* **EXCERPT TO READ**:
- - -

Well, remember that in the world of Zm, every multiple of m is basically zero. So, when I said "what do you need to add to a so that you get zero", I really mean what do you need to add to a to get m...
Okay, first of all, the inverse of the additive identity is itself... 0 + 0 = 0, so, yeah... Now, let a be in Zm, where a is not equal to zero. Consider m-a. since a is in Zm, a < m a - a < m - a m - a > 0, meaning m-a is non-negative, (positive, even) m < m + a m - a < m + a - a m - a < m, meaning m-a is less than m. Thus, m-a is non-negative and is less than m, therefore m-a is in Zm. Consider a + (m-a) = a + m - a = m = 0(mod m) Thus, a + (m-a) = 0(mod m) a + (m-a) = 0, in Zm (m-a) is the inverse of a. Thus we have shown that for any element a in Zm, there is an element (m-a) such that a + (m-a) = 0, and therefore, all elements in <Zm, +> have inverses :D
And there you go, we've shown closure, associativity, existence of an identity element and existence of inverses, we can conclude that <Zm, +(mod m)> forms a group. (An Abelian group, too, but more on some other time, I guess)

- - -

(Entries from a dataset)
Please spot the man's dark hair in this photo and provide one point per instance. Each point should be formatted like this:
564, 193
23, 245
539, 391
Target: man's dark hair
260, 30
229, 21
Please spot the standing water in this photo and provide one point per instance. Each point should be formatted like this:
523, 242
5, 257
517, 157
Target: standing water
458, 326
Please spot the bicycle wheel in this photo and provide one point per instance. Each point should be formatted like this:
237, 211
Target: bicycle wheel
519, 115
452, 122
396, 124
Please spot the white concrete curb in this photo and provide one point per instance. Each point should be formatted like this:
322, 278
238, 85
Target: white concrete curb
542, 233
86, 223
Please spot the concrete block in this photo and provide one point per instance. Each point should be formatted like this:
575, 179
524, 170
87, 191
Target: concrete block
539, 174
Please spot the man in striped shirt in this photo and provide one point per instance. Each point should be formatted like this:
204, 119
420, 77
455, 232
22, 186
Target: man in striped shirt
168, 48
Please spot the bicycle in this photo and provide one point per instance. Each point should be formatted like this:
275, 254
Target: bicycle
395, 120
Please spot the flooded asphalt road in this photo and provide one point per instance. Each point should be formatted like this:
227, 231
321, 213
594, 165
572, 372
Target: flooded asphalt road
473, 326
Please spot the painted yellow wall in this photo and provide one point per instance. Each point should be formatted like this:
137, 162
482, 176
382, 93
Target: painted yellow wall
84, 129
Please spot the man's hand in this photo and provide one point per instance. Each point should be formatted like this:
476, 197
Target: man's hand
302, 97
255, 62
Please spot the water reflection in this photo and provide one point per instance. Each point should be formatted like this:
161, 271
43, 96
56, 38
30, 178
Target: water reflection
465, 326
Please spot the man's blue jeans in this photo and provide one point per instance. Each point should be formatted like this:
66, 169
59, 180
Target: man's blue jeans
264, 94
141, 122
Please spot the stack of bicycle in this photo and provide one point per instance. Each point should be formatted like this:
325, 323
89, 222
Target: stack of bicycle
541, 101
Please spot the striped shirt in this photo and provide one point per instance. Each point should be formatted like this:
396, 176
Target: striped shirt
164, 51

- - -

* **PROBLEMS TO WORK ON**:
**A)** Reproduce, word for word, the part of the excerpt on additive inverses in Zm starting with "Okay, first of" and going on through "time, I guess)".
**B)** Transcribe the entries line for line, starting with the line containing "Please spot the man's hand" and going on through the last line of the entries.

* **EXPECTED ANSWERS**:
**A)**
Okay, first of all, the inverse of the additive identity is itself... 0 + 0 = 0, so, yeah... Now, let a be in Zm, where a is not equal to zero. Consider m-a. since a is in Zm, a < m a - a < m - a m - a > 0, meaning m-a is non-negative, (positive, even) m < m + a m - a < m + a - a m - a < m, meaning m-a is less than m. Thus, m-a is non-negative and is less than m, therefore m-a is in Zm. Consider a + (m-a) = a + m - a = m = 0(mod m) Thus, a + (m-a) = 0(mod m) a + (m-a) = 0, in Zm (m-a) is the inverse of a. Thus we have shown that for any element a in Zm, there is an element (m-a) such that a + (m-a) = 0, and therefore, all elements in <Zm, +> have inverses :D
And there you go, we've shown closure, associativity, existence of an identity element and existence of inverses, we can conclude that <Zm, +(mod m)> forms a group. (An Abelian group, too, but more on some other time, I guess)

**B)**
Please spot the man's hand in this photo and provide one point per instance. Each point should be formatted like this:
476, 197
Target: man's hand
302, 97
255, 62
Please spot the water reflection in this photo and provide one point per instance. Each point should be formatted like this:
161, 271
43, 96
56, 38
30, 178
Target: water reflection
465, 326
Please spot the man's blue jeans in this photo and provide one point per instance. Each point should be formatted like this:
66, 169
59, 180
Target: man's blue jeans
264, 94
141, 122
Please spot the stack of bicycle in this photo and provide one point per instance. Each point should be formatted like this:
325, 323
89, 222
Target: stack of bicycle
541, 101
Please spot the striped shirt in this photo and provide one point per instance. Each point should be formatted like this:
396, 176
Target: striped shirt
164, 51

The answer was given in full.